◆ Data to process
<<<<
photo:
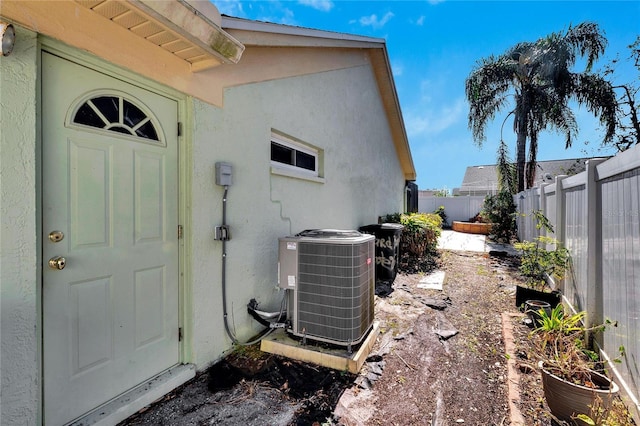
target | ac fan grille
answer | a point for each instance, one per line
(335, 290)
>>>>
<<<<
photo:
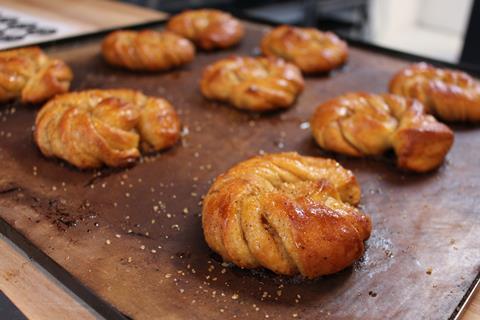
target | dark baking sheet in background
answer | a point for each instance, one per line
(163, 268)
>>>>
◆ Assignment
Only a number is wanted here: how many lines of the material hold the word "target".

◆ Output for this exercise
2